------ DATA LINES

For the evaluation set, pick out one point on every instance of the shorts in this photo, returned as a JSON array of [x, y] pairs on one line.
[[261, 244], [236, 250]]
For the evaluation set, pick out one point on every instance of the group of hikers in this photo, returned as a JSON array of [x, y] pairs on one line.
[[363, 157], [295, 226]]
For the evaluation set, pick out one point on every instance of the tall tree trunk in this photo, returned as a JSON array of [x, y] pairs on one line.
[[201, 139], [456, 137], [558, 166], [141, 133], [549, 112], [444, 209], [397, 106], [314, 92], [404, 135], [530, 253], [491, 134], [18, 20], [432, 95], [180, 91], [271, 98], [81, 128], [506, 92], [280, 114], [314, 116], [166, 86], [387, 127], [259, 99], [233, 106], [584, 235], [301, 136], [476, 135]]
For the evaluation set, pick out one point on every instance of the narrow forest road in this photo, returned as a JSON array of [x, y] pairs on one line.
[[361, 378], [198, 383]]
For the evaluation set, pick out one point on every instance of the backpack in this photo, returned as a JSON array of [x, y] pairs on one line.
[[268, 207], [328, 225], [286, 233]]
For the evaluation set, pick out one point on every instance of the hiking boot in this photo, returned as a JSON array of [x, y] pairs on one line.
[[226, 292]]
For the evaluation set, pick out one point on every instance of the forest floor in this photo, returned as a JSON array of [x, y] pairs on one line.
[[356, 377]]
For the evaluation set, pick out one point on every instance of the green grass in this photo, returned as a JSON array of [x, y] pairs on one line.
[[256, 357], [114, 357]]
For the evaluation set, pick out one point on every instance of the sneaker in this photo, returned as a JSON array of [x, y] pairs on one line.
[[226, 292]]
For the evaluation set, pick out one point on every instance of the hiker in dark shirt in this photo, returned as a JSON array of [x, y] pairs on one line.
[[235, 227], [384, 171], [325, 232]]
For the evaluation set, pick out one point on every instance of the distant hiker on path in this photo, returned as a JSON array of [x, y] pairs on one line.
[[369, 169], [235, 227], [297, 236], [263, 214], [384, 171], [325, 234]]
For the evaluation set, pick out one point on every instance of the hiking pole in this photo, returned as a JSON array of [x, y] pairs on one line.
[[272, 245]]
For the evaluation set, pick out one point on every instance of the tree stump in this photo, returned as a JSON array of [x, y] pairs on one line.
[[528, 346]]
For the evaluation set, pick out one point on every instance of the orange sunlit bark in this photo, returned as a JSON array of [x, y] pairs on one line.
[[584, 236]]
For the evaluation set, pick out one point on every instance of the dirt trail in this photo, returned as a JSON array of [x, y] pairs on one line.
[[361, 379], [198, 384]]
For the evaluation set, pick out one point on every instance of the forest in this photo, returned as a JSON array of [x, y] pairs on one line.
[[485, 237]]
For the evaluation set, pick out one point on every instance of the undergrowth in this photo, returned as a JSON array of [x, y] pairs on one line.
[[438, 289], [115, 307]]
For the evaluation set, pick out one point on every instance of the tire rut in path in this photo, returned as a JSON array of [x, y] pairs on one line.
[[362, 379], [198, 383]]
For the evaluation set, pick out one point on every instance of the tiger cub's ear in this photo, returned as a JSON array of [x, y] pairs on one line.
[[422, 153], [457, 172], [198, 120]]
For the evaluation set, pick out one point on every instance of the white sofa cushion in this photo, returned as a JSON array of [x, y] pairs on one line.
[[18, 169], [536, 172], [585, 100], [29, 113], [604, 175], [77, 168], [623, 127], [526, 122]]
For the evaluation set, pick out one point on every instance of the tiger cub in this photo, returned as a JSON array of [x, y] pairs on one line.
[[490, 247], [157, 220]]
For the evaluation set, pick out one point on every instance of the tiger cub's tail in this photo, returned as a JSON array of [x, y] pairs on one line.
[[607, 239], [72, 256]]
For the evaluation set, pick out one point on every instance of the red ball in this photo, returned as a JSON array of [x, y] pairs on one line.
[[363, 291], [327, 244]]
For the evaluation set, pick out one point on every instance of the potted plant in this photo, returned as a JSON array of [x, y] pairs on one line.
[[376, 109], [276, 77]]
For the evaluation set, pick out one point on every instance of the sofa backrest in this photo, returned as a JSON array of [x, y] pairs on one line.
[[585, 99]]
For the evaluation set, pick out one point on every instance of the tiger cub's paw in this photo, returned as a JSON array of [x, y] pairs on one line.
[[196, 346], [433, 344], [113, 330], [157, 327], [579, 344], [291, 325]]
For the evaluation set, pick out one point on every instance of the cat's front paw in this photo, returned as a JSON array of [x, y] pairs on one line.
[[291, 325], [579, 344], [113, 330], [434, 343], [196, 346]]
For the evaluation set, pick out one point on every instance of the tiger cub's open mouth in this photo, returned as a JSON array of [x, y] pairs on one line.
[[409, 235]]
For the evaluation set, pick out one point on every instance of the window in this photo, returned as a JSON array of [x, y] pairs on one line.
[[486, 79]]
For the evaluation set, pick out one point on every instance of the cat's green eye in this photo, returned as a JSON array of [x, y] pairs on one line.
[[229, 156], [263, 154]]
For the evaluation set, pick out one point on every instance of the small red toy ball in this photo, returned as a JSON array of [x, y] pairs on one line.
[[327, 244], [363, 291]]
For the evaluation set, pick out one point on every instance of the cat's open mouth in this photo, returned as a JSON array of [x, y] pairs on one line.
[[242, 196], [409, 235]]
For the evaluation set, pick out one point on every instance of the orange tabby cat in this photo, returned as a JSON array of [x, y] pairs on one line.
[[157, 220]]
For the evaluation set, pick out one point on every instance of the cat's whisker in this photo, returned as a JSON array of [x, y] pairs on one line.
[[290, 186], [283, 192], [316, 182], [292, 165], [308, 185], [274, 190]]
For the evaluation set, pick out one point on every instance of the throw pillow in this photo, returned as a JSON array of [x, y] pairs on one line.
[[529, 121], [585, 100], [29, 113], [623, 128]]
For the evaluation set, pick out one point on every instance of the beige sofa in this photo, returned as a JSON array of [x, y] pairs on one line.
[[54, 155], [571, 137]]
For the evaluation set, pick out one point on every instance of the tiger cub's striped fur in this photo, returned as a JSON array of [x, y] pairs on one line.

------------

● EXERCISE OBJECTIVE
Starting at the top of the records and ending with the line that contains "[[363, 157], [295, 226]]", format only those records as a two-column CSV with columns input (the text) and output (its answer), one row each. Put every field in quotes and replace line breaks with spaces.

● CORRECT RESPONSE
input,output
"For the evaluation set, pick out one point on every instance of the shorts in this photo, returned as a JSON array of [x, y] pairs on one line.","[[261, 244], [236, 250]]"
"For the evaluation set, pick out one point on every instance of the group of hikers in this photo, returned as a JSON array of [x, y] pairs on one line.","[[363, 157], [295, 226]]"